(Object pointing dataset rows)
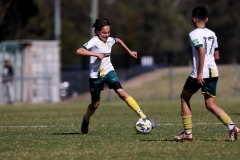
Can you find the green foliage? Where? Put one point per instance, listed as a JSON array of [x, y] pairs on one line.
[[150, 27], [52, 131]]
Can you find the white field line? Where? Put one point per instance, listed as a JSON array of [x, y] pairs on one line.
[[45, 126]]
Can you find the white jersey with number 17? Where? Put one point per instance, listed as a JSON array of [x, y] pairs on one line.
[[100, 68], [203, 37]]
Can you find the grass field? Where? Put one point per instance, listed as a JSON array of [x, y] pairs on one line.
[[52, 131]]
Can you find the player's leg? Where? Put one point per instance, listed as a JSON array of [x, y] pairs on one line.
[[96, 85], [186, 117], [209, 91], [133, 104], [113, 83], [190, 87]]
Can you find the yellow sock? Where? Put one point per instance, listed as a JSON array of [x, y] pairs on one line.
[[225, 119], [187, 122], [133, 104], [89, 114]]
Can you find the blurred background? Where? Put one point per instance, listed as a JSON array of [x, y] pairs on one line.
[[41, 37]]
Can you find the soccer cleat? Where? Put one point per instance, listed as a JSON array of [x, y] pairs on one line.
[[233, 134], [84, 127], [183, 137], [152, 122]]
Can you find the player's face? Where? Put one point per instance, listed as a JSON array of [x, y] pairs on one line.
[[104, 33]]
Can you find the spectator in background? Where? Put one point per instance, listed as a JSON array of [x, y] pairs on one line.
[[7, 76]]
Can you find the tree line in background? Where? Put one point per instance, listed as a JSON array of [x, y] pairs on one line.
[[158, 28]]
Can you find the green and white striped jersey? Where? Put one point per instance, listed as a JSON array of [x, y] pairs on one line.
[[203, 37]]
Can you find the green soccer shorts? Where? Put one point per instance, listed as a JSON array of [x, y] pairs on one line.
[[209, 87], [97, 85]]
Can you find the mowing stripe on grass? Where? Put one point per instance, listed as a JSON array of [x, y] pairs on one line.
[[44, 126]]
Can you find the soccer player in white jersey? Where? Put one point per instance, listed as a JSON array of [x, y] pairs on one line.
[[204, 75], [102, 71]]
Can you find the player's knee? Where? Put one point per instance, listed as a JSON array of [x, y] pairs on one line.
[[122, 94], [94, 105]]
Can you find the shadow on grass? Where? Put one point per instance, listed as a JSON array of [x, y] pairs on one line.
[[234, 113], [171, 140], [68, 133]]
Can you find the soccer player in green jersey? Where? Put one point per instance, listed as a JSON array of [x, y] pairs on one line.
[[204, 75], [102, 71]]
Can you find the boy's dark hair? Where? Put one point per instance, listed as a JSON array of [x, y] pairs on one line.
[[200, 13], [99, 23]]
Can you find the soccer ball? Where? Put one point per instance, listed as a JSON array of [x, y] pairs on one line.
[[143, 125]]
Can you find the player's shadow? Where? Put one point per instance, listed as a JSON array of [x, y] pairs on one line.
[[171, 140], [234, 113], [156, 140], [67, 133]]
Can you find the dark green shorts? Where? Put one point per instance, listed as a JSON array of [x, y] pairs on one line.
[[209, 87], [97, 85]]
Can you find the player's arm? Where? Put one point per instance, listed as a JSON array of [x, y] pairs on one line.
[[201, 53], [216, 55], [83, 51], [123, 45]]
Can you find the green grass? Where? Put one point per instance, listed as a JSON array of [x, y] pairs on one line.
[[52, 131]]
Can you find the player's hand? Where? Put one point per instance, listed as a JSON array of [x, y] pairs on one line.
[[133, 53], [100, 56], [200, 79]]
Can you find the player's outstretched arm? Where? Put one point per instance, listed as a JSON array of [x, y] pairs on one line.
[[85, 52], [216, 55], [122, 44]]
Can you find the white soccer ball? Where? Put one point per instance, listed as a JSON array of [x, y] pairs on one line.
[[143, 125]]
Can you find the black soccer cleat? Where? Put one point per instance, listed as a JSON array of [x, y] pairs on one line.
[[84, 127]]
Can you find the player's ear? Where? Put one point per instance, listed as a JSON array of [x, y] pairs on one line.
[[194, 20], [206, 20]]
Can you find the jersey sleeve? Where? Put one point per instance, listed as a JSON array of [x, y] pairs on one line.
[[90, 44], [216, 44], [113, 40], [197, 42]]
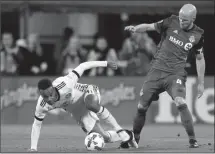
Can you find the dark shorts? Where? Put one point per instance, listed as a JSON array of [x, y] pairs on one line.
[[158, 81]]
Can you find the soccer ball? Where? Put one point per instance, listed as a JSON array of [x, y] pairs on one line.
[[94, 141]]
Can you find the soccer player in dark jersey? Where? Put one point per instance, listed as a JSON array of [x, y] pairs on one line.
[[179, 35]]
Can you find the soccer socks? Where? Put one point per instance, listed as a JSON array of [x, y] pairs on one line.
[[138, 124], [187, 120], [113, 136], [105, 115]]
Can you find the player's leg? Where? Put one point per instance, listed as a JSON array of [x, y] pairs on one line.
[[148, 93], [92, 101], [90, 123], [177, 90]]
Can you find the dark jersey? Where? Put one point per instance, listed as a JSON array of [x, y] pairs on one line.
[[176, 44]]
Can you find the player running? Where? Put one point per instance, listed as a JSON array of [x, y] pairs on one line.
[[179, 35], [80, 100]]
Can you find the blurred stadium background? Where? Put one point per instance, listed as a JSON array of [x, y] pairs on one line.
[[48, 38]]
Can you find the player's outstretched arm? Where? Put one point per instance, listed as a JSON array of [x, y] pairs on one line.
[[35, 133], [92, 64], [200, 67], [141, 28], [40, 114]]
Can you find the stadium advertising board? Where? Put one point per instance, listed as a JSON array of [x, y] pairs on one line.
[[119, 94]]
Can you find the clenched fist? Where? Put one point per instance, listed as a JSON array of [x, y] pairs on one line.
[[130, 29], [112, 65]]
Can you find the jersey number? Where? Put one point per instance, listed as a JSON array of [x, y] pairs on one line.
[[179, 81]]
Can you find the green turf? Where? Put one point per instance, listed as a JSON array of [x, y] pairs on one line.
[[154, 138]]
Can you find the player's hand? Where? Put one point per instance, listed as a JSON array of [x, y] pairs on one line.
[[200, 89], [130, 29], [112, 65], [32, 150]]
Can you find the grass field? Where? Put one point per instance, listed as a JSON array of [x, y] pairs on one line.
[[155, 138]]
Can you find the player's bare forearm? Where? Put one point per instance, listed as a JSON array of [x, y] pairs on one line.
[[92, 64], [200, 67], [35, 133], [141, 28], [145, 27]]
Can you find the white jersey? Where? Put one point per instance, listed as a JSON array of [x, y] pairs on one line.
[[72, 95]]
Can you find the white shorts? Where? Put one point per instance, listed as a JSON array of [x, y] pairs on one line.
[[89, 120]]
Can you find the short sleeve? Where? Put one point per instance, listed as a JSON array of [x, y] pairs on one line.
[[199, 47], [162, 25], [72, 77]]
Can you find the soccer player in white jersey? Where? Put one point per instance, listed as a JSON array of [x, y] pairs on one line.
[[82, 101]]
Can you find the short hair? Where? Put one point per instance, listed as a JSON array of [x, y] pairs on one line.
[[43, 84]]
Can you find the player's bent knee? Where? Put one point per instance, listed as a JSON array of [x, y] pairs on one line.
[[142, 109], [92, 102], [179, 101]]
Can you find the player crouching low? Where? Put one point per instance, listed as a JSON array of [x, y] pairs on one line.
[[80, 100]]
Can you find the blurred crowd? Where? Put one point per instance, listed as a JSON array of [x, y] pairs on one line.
[[28, 57]]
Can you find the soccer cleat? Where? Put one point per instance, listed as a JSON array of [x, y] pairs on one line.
[[193, 143], [131, 142], [137, 138]]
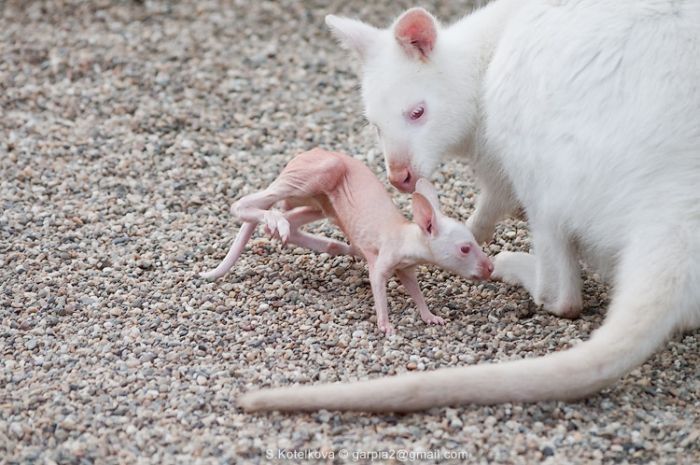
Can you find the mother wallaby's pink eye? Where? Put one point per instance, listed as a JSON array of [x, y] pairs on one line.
[[417, 113]]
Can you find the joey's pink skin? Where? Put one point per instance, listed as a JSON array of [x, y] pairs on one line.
[[320, 184]]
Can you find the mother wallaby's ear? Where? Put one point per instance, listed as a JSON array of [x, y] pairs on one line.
[[416, 32], [353, 34]]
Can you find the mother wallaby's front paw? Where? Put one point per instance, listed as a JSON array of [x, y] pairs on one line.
[[386, 327], [277, 225]]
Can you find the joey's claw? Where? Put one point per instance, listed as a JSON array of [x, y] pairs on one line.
[[433, 319]]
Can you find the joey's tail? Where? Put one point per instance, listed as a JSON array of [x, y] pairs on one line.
[[234, 252], [643, 314]]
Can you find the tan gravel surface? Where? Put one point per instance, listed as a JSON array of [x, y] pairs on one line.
[[126, 130]]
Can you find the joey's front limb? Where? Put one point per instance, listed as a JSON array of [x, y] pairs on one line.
[[408, 278], [552, 276], [303, 215], [256, 208], [378, 275]]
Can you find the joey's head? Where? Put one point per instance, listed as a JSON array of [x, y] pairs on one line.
[[451, 243], [417, 93]]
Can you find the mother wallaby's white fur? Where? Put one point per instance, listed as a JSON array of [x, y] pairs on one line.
[[586, 113]]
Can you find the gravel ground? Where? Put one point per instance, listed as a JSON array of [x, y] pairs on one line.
[[126, 131]]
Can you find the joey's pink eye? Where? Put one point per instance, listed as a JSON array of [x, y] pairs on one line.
[[416, 113]]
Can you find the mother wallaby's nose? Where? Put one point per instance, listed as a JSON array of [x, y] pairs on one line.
[[403, 179]]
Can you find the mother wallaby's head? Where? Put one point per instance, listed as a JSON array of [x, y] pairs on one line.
[[417, 92]]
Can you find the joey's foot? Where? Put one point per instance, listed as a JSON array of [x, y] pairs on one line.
[[339, 249], [277, 225], [432, 319], [386, 328]]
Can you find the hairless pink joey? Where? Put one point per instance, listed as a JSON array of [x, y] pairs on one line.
[[319, 184]]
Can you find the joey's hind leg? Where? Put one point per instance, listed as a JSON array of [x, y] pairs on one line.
[[552, 276], [378, 276], [408, 278]]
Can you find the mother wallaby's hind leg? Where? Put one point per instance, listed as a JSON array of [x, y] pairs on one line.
[[552, 276]]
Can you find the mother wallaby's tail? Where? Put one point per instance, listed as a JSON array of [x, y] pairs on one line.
[[652, 284], [233, 253]]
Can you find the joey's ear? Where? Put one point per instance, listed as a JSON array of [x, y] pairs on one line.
[[353, 34], [416, 32], [424, 215], [427, 190]]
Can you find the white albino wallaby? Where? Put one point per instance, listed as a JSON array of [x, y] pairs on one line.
[[587, 114]]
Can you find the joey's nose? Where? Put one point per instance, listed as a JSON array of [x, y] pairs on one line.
[[403, 179], [485, 268]]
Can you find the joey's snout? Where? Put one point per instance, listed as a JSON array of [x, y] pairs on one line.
[[403, 178], [484, 268]]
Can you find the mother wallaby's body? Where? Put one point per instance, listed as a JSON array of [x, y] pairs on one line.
[[587, 114]]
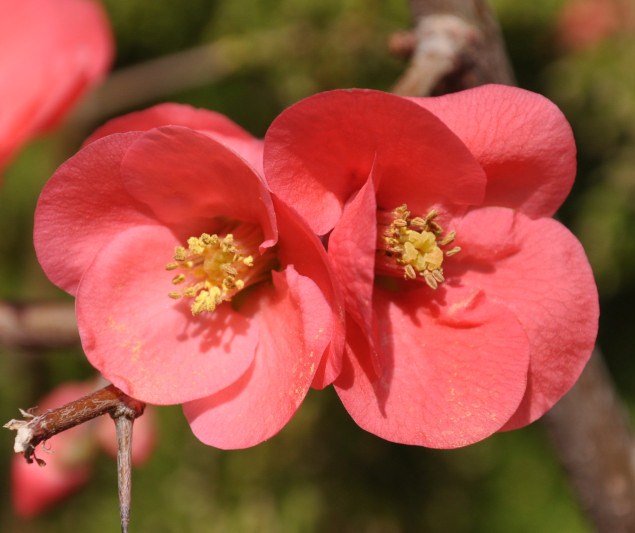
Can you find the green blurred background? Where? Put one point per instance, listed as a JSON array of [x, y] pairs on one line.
[[322, 473]]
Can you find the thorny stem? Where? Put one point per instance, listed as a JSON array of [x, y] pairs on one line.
[[109, 400]]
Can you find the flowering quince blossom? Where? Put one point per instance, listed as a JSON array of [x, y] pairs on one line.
[[69, 460], [193, 284], [51, 52], [469, 309]]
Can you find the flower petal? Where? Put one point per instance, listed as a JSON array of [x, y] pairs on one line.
[[545, 279], [147, 344], [321, 150], [522, 140], [293, 335], [454, 368], [50, 53], [352, 245], [298, 246], [183, 176], [216, 125], [82, 207]]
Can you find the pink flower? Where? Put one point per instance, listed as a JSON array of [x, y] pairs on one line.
[[51, 52], [69, 455], [470, 309], [194, 285]]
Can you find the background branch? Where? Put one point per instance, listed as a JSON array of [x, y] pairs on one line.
[[457, 45]]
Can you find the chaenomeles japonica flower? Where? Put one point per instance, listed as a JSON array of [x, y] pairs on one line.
[[193, 284], [51, 53], [70, 456], [470, 310]]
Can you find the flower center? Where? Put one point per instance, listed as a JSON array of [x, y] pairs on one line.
[[214, 268], [412, 247]]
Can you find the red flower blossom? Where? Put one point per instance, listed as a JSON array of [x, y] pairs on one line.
[[69, 457], [194, 285], [50, 54], [471, 310]]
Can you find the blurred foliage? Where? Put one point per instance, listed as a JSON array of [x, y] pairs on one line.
[[322, 473]]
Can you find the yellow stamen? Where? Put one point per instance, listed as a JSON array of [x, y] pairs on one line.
[[413, 244], [216, 267]]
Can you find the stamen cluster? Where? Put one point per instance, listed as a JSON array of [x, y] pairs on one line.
[[414, 244], [216, 268]]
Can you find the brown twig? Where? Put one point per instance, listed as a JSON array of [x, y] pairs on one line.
[[457, 45], [39, 428], [588, 427], [36, 429], [38, 325]]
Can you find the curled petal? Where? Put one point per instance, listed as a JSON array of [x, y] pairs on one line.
[[453, 368], [298, 246], [545, 279], [352, 245], [216, 125], [522, 140], [321, 150], [68, 465], [184, 176], [147, 344], [82, 207], [295, 321]]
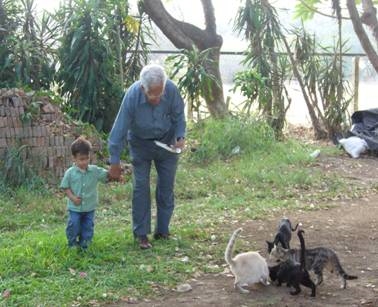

**STATED GOAL:** Reproduce word for word everything from the line containing "Can you find the white soccer" down to the line containing "[[194, 20], [206, 20]]", including both of those lines.

**ANSWER TO THIS TASK:**
Can you find the white soccer ball? Where? Put one point per instance, listed as a JSON array of [x, y] pairs on one line.
[[143, 125]]
Can you find the black soccer cleat? Where? Put one point per instance, listed as a JSON array of [x, y] pairs on one line.
[[84, 127]]
Can you find the player's ear? Where? Put one point per instance, listed as a JSON array of [x, y] pairs on one line.
[[194, 20], [206, 20]]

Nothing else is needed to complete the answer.